--- BEGIN ARTICLE ---

Beat The Backlist Update!

If you’re a regular blog reader you will know that I signed up to the Beat the Backlist challenge this year to widdle down my ever growing list of books on my ‘to-be-read’ list.  I’m not doing too bad although I have got side tracked by books I’ve bought and Netgalley books I’ve aquired to read and review 🙂

I can’t help it, it’s an addiction. Anyway, here’s what I’ve read so far this year

  1. Uncommon type by Tom Hanks( ninja book swap)
  2. Thin Air by Michelle Paver ( recent/first book fairy)
  3. Little Women by Louisa May Alcott (reread, readalong)
  4. Affinity by Sarah Waters (actual tbr book!)
  5. Good Wives by Sarah Waters (reread, readalong)
  6. Raven Black by Anne Cleeves tbr
  7. Hollow City by Ransom Riggs tbr
  8. The Adventures of Sherlock Holmes (felt like it)
  9. Dead Of Winter by Geri Brightwell (Ninjabookbox)
  10. Anne of Green Gables (not a tbr but a read along)
  11. Jezebel’s Daughter by Wilkin Collins
  12. The Black Moon by Winston Graham
  13. The Four Swans by Winston Graham
  14. How to stop time by Matt Haig
  15. Assasins’ Apprentice by Robin Hobb

I hadn’t been keeping track of my reading for a while (and haven’t been updating on the Backlist website or here!) so I was surprised to realise I’d actually read fourteen! Only the ones highlighted in blue  are from my to-be-read list but for the Backlist challenge anything published before this year counts.

I think I’m going to change my own challenge, I’m only going to count those books that are actually on my to-be-read list from now on, I still keep track of books on my reading challenge on GoodReads, but I want to read more books from my to-be-read list:

  1. The Language of Thorns by Leigh Bardugo (ninja book swap
  2. Eragon by Christopher
  3. Three quarters of the orange by Joanne Harris
  4. Master of Shadows by Neil Oliver
  5. Solar Bones by Mike McCormack
  6. The Fry Chronicles
  7. Morganville series next books when I figure out which ones I’ve read (2)

--- END ARTICLE ---

## DIRECTIVE A:
Pick out every line of the rows that contains the string "grass", and treat uppercase and lowercase as different.
The rows have no connection to the text above them.

--- BEGIN DATA PROVIDED ---

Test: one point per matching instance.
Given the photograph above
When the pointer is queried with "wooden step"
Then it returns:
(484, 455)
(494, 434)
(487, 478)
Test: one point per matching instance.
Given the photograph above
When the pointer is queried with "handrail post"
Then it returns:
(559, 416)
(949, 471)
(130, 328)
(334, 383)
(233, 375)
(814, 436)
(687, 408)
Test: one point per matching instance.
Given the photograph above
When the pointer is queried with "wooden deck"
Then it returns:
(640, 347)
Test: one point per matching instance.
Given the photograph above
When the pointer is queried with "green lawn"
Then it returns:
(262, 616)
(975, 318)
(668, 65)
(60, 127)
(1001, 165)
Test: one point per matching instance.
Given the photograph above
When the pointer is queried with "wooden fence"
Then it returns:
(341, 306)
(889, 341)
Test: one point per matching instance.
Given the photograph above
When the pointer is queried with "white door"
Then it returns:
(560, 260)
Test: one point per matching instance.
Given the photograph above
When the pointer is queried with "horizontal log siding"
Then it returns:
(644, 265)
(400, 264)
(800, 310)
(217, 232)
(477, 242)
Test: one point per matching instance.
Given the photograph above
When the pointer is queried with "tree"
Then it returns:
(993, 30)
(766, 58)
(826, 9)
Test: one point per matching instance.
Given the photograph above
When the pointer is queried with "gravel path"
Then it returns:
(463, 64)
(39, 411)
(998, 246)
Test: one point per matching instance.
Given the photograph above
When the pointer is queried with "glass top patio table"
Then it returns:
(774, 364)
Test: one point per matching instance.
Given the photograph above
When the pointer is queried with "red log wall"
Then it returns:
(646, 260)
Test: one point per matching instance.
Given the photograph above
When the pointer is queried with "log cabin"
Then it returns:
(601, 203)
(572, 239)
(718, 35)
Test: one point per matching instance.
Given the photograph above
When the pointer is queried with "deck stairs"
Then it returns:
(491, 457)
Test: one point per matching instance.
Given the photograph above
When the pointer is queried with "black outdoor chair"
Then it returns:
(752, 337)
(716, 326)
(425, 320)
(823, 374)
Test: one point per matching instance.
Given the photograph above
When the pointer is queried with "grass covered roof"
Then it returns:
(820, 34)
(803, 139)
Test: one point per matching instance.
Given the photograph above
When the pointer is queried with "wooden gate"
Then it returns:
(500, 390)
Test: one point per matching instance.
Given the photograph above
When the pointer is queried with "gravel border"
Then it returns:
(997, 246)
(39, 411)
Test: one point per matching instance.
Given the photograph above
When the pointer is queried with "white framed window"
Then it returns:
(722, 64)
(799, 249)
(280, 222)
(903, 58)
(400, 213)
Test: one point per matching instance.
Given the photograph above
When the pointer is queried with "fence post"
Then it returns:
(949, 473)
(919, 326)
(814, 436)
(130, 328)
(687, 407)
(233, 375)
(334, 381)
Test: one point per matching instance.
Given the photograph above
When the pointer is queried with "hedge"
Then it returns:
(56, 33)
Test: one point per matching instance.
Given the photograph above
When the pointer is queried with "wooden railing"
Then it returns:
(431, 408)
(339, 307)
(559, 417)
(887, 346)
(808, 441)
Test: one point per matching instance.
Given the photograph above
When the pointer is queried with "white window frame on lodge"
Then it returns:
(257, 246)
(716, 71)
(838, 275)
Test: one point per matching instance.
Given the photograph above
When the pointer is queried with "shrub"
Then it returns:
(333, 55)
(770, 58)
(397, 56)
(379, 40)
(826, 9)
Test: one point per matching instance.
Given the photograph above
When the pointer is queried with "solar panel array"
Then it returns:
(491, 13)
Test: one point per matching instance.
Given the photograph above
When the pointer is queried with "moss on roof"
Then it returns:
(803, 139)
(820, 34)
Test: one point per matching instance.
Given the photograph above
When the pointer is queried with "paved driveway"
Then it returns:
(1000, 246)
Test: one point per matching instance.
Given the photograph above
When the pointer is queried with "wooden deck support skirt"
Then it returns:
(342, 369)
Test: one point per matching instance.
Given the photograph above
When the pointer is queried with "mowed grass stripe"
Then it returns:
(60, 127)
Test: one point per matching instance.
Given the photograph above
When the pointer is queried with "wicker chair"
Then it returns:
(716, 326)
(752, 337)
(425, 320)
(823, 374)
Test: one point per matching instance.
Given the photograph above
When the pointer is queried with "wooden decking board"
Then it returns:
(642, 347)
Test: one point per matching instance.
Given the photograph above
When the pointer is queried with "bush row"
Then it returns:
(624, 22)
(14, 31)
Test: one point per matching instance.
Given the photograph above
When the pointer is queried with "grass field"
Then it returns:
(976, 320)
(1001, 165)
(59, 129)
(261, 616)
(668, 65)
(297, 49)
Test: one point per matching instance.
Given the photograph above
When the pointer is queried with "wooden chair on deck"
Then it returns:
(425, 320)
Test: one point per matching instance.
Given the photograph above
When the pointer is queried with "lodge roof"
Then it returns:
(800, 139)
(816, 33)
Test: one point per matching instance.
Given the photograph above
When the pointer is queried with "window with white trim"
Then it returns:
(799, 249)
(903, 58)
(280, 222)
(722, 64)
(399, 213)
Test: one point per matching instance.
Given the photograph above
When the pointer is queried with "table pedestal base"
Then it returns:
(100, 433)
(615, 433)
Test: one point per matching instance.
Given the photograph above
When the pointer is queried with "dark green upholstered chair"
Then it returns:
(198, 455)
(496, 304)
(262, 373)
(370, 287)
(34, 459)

--- END DATA PROVIDED ---

## DIRECTIVE B:
Rewrite the paragraph of the blog post that begins "I think I’m going to change my own challenge" in fewer words, keeping its main facts.

## RIGHT ANSWER A:
When the pointer is queried with "grass covered roof"
When the pointer is queried with "mowed grass stripe"
When the pointer is queried with "grass field"

## RIGHT ANSWER B:
From now on, only books actually on the to-be-read list will count toward this personal challenge. Reading is still tracked in the GoodReads reading challenge, but the goal is to read more books from the to-be-read list.